:: TASK TO COMPLETE ::
Gather every row below that contains the word "carport", and copy each of those rows in full.

Dataset records about object locations:
+++++

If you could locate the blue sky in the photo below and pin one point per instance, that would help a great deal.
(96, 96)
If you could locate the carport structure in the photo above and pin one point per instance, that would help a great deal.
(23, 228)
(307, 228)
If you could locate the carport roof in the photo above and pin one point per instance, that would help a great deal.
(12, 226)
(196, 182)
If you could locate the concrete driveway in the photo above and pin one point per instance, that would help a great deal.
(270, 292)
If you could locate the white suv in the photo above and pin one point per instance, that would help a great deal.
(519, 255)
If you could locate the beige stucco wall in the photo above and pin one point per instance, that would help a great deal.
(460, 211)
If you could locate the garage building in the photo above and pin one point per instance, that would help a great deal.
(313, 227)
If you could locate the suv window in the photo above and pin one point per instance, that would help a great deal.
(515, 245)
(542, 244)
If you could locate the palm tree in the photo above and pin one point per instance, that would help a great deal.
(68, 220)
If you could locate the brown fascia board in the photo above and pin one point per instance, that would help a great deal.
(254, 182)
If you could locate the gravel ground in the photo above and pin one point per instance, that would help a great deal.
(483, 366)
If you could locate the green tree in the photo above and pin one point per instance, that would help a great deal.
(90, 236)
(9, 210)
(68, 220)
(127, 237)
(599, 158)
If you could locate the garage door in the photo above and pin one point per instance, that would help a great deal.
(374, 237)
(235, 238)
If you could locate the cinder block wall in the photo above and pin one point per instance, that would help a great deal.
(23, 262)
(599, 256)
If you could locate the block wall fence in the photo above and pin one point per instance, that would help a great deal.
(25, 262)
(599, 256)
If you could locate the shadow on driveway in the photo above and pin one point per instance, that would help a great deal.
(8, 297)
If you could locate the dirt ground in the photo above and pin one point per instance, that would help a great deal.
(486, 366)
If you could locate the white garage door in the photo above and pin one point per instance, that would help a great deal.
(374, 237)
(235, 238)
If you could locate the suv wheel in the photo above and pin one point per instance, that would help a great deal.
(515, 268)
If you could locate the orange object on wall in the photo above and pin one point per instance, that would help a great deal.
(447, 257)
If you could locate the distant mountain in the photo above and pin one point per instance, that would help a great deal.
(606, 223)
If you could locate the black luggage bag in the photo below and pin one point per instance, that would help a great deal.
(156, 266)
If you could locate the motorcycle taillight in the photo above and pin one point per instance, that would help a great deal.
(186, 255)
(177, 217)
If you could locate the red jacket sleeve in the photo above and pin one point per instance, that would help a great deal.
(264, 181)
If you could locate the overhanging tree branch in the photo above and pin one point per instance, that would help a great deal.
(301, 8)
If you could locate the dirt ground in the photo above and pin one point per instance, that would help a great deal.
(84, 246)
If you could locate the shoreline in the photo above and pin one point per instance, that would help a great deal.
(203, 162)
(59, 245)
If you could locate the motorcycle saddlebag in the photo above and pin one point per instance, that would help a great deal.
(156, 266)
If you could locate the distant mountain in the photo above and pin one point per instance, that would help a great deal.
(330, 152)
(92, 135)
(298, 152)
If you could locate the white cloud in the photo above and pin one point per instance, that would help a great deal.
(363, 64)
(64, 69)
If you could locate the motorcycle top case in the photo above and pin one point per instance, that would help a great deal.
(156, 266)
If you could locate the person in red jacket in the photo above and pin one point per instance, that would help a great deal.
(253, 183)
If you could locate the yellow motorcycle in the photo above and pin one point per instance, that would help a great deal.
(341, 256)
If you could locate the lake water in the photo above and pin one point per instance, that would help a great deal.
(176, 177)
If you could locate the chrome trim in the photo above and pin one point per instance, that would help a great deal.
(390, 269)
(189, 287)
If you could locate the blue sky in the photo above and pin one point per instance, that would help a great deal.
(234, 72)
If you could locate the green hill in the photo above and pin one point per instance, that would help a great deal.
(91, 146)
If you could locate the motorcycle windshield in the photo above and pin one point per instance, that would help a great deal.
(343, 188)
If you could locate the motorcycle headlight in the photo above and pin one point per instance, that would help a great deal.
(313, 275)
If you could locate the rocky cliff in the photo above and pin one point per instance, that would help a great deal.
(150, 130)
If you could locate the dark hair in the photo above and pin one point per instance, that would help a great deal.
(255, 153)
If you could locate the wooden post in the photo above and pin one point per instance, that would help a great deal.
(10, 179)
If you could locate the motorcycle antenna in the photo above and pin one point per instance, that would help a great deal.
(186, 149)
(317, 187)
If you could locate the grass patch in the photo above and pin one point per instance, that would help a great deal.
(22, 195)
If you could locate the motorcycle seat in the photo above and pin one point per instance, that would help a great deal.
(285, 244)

+++++

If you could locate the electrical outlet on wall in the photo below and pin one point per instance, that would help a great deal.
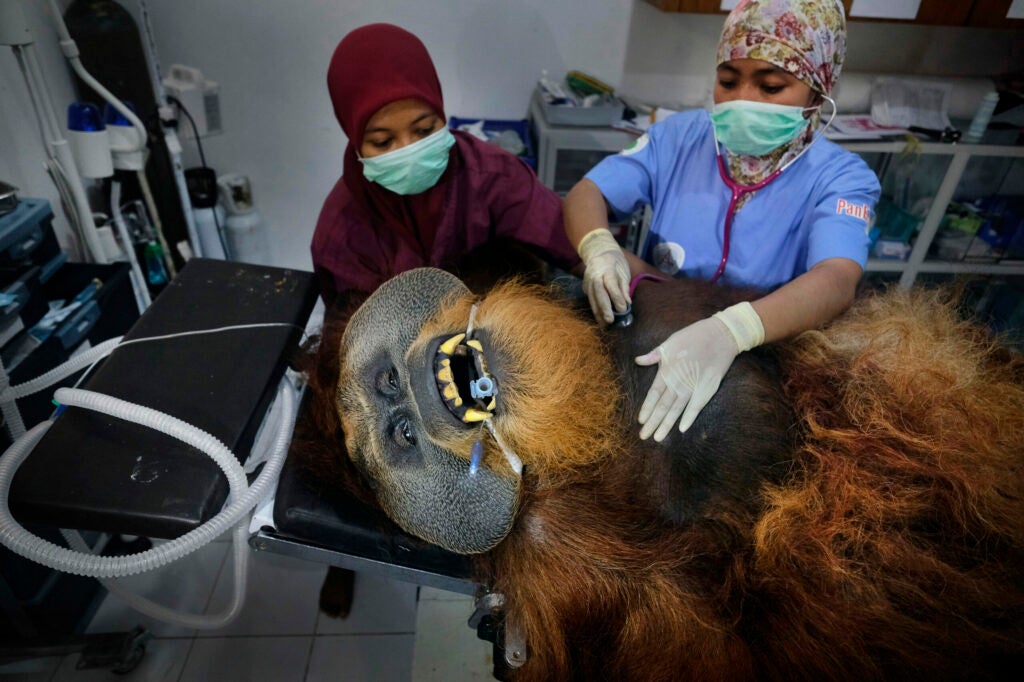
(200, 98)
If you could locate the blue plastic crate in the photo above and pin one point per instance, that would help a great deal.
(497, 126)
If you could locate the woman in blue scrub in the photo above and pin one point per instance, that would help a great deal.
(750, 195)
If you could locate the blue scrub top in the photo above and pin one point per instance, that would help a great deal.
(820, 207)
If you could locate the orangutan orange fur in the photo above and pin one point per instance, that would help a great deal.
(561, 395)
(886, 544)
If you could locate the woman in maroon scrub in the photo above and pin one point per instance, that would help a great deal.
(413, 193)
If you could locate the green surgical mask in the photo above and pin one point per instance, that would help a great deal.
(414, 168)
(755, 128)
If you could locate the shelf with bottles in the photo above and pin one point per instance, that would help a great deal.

+++++

:: REPLY TO THE TASK ::
If you could locate the carport structure in the photo above and pin one point per instance, that would help a great deal.
If you could locate the carport roof in the photo above and pin one point per instance, that would help a great deal.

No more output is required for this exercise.